• **Task**:
Lay out every line of the items below as a Markdown table with two columns, Row and Line. Number each row and skip any blank lines.

— start of The data —

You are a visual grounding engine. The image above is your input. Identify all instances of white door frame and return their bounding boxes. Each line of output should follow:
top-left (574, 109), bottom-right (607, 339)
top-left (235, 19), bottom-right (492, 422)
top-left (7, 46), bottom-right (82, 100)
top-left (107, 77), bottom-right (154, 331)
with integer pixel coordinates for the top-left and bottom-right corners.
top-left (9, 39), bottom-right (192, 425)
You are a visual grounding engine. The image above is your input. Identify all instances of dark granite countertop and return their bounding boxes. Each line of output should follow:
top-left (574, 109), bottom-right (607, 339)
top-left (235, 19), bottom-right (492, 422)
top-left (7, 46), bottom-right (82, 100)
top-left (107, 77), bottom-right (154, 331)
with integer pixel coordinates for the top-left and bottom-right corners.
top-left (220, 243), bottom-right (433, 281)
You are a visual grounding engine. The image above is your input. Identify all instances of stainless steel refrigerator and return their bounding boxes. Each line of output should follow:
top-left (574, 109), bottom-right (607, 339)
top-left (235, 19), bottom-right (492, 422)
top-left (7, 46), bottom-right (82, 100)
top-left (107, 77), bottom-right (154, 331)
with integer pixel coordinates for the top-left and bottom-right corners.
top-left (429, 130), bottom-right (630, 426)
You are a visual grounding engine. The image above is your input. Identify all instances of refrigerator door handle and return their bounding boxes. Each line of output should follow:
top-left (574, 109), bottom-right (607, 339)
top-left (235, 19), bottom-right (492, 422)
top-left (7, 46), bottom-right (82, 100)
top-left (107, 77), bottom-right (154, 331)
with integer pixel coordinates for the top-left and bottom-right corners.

— end of The data —

• **Output for this exercise**:
| Row | Line |
|---|---|
| 1 | You are a visual grounding engine. The image above is your input. Identify all instances of white door frame and return their bounding boxes. Each line of output should follow: |
| 2 | top-left (574, 109), bottom-right (607, 339) |
| 3 | top-left (235, 19), bottom-right (492, 422) |
| 4 | top-left (7, 46), bottom-right (82, 100) |
| 5 | top-left (107, 77), bottom-right (154, 331) |
| 6 | with integer pixel coordinates for the top-left and bottom-right corners. |
| 7 | top-left (9, 39), bottom-right (192, 425) |
| 8 | You are a visual grounding engine. The image above is your input. Identify all instances of dark granite countertop and return their bounding boxes. Each line of output should follow: |
| 9 | top-left (574, 109), bottom-right (607, 339) |
| 10 | top-left (235, 19), bottom-right (492, 422) |
| 11 | top-left (7, 46), bottom-right (82, 100) |
| 12 | top-left (107, 77), bottom-right (154, 331) |
| 13 | with integer pixel coordinates for the top-left and bottom-right corners. |
| 14 | top-left (220, 243), bottom-right (433, 281) |
| 15 | You are a visual grounding engine. The image above is your input. Identify all instances of stainless steel refrigerator and return their bounding boxes. Each line of output should follow: |
| 16 | top-left (574, 109), bottom-right (607, 339) |
| 17 | top-left (235, 19), bottom-right (492, 422) |
| 18 | top-left (7, 46), bottom-right (82, 100) |
| 19 | top-left (107, 77), bottom-right (154, 331) |
| 20 | with integer pixel coordinates for the top-left and bottom-right corners. |
| 21 | top-left (429, 130), bottom-right (630, 426) |
| 22 | You are a visual grounding engine. The image above is your input. Identify all instances of refrigerator door handle and return their bounding boxes. Each line of output should follow: |
| 23 | top-left (574, 109), bottom-right (607, 339) |
| 24 | top-left (235, 19), bottom-right (492, 422) |
| 25 | top-left (7, 46), bottom-right (82, 100) |
| 26 | top-left (107, 77), bottom-right (154, 331) |
| 27 | with integer pixel coordinates for the top-left and bottom-right corners. |